READING TEXT:
C. Compliance Issues: Whether Concerns Commission Expressed in 
Merger Order Have Now Been Met
  
     In the California Commission proceeding dealing with the 
merger, Applicants proposed 23 Remedial Measures. The California 
Commission adopted conditions that incorporated (with revisions) 
these Remedial Measures and added two other commitments. n56 It 
undertook to enforce the mitigation measures envisioned by this 
Commission and says that it will create an independent 
verification process. The California Commission stated that it was 
confident that Applicants would comply with any changes required 
by this Commission. n57 
  
n56 The California Commission's conditions are set forth in 
Appendix A to this order.  

n57 California Commission decision at 67.
  
1. Arguments
  
     Applicants argue n58 that the concerns we expressed in the 
Merger Order have now been met. They say that: they have filed the 
required codes of conduct for SDG&E and Enova Energy; n59 they 
have agreed to apply the standards of the Commission's Order No.

WHAT YOU WILL DO:
1. Reproduce, word for word, the part of the merger compliance passage that opens with the words containing "these Remedial Measures" and closes with "to this order.".
2. In the merger compliance passage, how many Remedial Measures did Applicants propose in the California Commission proceeding?

COLLECTED DATA:
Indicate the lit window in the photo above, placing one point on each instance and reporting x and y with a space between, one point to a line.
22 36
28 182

RESPONSES:
1.
these Remedial Measures and added two other commitments. n56 It 
undertook to enforce the mitigation measures envisioned by this 
Commission and says that it will create an independent 
verification process. The California Commission stated that it was 
confident that Applicants would comply with any changes required 
by this Commission. n57 
  
n56 The California Commission's conditions are set forth in 
Appendix A to this order.

2. 23